Action item: From the line that contains "Where can the sky" to the end of the entries, write out every line exactly, including both ends, and nothing more.

Data records:
----
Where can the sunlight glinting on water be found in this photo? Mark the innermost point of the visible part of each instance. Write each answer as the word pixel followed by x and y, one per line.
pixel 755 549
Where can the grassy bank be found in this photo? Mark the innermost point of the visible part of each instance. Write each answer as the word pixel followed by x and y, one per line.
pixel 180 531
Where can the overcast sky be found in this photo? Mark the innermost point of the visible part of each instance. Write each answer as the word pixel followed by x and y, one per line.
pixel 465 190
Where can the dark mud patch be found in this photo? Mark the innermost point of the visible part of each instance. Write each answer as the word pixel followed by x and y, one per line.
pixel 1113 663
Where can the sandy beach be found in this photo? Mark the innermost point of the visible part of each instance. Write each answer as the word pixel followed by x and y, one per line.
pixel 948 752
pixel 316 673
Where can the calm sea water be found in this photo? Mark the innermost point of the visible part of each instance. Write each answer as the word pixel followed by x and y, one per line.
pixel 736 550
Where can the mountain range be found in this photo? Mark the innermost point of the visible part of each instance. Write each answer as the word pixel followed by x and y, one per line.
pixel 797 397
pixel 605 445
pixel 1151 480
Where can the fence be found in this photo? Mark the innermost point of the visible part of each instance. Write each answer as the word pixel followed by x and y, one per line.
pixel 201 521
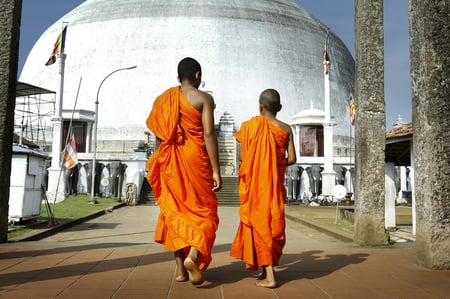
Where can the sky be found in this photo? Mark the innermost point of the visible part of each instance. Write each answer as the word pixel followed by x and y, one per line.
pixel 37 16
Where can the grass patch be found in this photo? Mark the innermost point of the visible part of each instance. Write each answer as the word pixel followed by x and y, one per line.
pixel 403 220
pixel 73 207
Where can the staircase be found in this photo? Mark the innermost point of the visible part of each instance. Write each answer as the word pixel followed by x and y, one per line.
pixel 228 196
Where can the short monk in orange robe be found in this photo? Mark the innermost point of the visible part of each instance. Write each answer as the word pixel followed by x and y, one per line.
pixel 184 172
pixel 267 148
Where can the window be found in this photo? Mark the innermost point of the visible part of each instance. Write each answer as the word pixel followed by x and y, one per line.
----
The answer:
Where can the sky be found in this photo? Mark the innermost point of the visible part of each instance. Write each answer as the word pixel followed by x and y, one per line.
pixel 37 16
Where can the grass patch be found in this photo? Mark the innermost point of the visible part of each instance. Write each answer as the word pixel followed by x and y, one per line.
pixel 403 220
pixel 73 207
Where can the staircase be found in this photo? Mark the innermost point of the visible part of each instance. Write each answer as the word pixel followed by x and y, one per line.
pixel 228 196
Where can the short monk in orange robe be found in this photo? Mark the innermost point of the visible part of each instance. Write each answer as the word pixel followed by x and y, one per line.
pixel 184 172
pixel 267 148
Where can the window be found in this photo? Mark the innermost point of the visible part of each instance. Write each answer as the word pixel followed by x and y, one per line.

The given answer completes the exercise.